-- What to do --
Because the lines must stay identical, write out the data without changing anything.

-- Source data --
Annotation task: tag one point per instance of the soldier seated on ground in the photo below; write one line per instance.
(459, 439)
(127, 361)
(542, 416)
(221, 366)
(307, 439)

-- Task response --
Annotation task: tag one point per instance of the soldier seated on ground in the photo below; write one line per instance.
(459, 439)
(127, 361)
(542, 416)
(221, 366)
(307, 439)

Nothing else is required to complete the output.